Located halfway between Barcelona and Madrid, the once-prosperous city of Zaragoza was hit hard by the global economic downturn. Unemployment was at an all-time high, property values had plummeted, and a deep social unrest that had been bubbling just below the surface for some time finally erupted.
In the midst of this chaos, despite a scarcity of public resources and morale, a group of architects, citizens, community organizations, and city agencies saw an opportunity — a chance to come together to imagine new possibilities for the city and its residents.
And the solution began with its public spaces, confronting important questions about urban public space—and in particular about the cycles of vacancy and disinvestment that are both a cause and symptom of socio-economic decline in cities.
In her perception of the contemporary city as an intricate network of people, places, and histories, Patrizia di Monti also worries that the emptying of a city’s spaces “has led to a loss of [public] memory, and to the erasure of important links” between a place and its unique identity.
“Each vacuum—each ‘dead space’—produces a disconnection that interrupts the continuous murmur of urban life,” she explains. Nonetheless, from within this emptiness there also emerges a space to imagine “alternative possibilities”—different ways of thinking about how cities are created, planned, and experienced.
Estonoesunsolar is a showcase of these “alternative possibilities,”and however temporary or inexpensive each individual intervention, taken together this network of transformed public spaces has become a powerful vehicle for citizen involvement, social cohesion, and a rekindling of public life in the historical city of Zaragoza.

#### Actions to take
a – Quote everything from "Located halfway between" down to "time finally erupted." in the Zaragoza passage.
b – According to the Zaragoza passage, where is the city located?

#### Entries provided
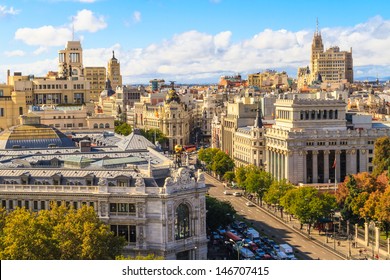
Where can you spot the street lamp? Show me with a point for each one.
(372, 228)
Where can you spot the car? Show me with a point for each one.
(260, 252)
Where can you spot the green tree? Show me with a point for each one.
(381, 160)
(257, 181)
(240, 173)
(276, 191)
(222, 163)
(219, 213)
(308, 205)
(229, 176)
(59, 233)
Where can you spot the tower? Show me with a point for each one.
(317, 48)
(70, 61)
(114, 72)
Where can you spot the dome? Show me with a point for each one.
(34, 136)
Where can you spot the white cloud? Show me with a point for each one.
(44, 36)
(197, 56)
(136, 16)
(4, 11)
(40, 50)
(15, 53)
(86, 20)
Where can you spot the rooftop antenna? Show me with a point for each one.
(72, 28)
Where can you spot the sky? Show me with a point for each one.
(192, 41)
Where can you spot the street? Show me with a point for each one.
(269, 226)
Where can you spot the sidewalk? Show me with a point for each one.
(347, 249)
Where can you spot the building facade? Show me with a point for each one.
(311, 142)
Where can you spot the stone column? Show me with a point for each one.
(353, 163)
(315, 166)
(326, 166)
(337, 154)
(363, 160)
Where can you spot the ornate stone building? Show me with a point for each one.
(171, 117)
(312, 143)
(130, 187)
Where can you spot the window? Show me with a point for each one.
(182, 222)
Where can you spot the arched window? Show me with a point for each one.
(182, 222)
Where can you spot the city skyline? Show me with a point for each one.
(191, 41)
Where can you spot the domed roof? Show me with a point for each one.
(33, 136)
(172, 95)
(107, 92)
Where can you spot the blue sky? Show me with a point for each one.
(192, 41)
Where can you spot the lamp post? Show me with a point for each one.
(334, 230)
(372, 228)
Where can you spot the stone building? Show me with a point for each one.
(311, 141)
(130, 186)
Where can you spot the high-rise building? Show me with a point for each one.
(330, 66)
(114, 72)
(97, 78)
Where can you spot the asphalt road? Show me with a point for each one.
(269, 226)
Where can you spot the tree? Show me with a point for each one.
(258, 181)
(381, 159)
(219, 213)
(240, 173)
(308, 205)
(382, 211)
(276, 191)
(59, 233)
(222, 163)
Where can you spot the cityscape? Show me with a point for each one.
(159, 152)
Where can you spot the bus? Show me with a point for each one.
(230, 235)
(189, 148)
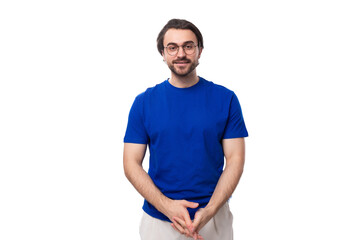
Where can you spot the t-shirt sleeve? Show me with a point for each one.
(235, 127)
(136, 131)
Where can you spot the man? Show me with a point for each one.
(190, 124)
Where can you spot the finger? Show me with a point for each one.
(190, 204)
(177, 227)
(182, 225)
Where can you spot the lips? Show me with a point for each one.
(181, 62)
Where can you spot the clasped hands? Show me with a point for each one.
(177, 212)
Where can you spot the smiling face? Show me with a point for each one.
(181, 64)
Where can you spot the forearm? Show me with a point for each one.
(226, 185)
(145, 186)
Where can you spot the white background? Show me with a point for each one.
(70, 71)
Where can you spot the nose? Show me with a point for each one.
(181, 52)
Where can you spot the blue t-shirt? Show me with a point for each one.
(184, 128)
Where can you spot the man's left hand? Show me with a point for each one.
(202, 216)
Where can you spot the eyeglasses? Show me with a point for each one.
(173, 49)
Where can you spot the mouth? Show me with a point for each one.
(181, 63)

#### Results of the tasks
a –
Located halfway between Barcelona and Madrid, the once-prosperous city of Zaragoza was hit hard by the global economic downturn. Unemployment was at an all-time high, property values had plummeted, and a deep social unrest that had been bubbling just below the surface for some time finally erupted.

b – Halfway between Barcelona and Madrid.